Data records:
————
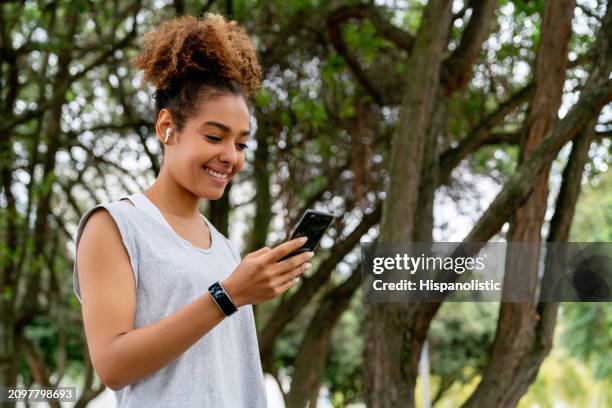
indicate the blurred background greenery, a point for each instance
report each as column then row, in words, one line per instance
column 76, row 129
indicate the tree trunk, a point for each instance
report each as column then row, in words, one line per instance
column 388, row 382
column 516, row 334
column 309, row 364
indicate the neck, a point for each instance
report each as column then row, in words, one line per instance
column 171, row 198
————
## Work to be completed
Can you format every line of the records above as a numbered list, skipping blank lines and leaving the pictures out?

## Task solution
1. indicate the blurred background greenery, a point for each instance
2. report each as column then row, in words, one line per instance
3. column 76, row 129
4. indicate the tree trunk, a point for each instance
5. report each as column then row, in words, one line per instance
6. column 388, row 382
7. column 516, row 334
8. column 309, row 364
9. indicate the neck, a point for each instance
10. report each as column then row, in words, one line per instance
11. column 171, row 198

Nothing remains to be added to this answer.